◆ Try it
Each line below either holds the string "water" or doesn't. Count those that do and give only the number.

+--

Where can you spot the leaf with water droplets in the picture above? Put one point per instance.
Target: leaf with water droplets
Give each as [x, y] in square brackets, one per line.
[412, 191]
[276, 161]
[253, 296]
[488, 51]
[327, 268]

+--

◆ Response to this exercise
2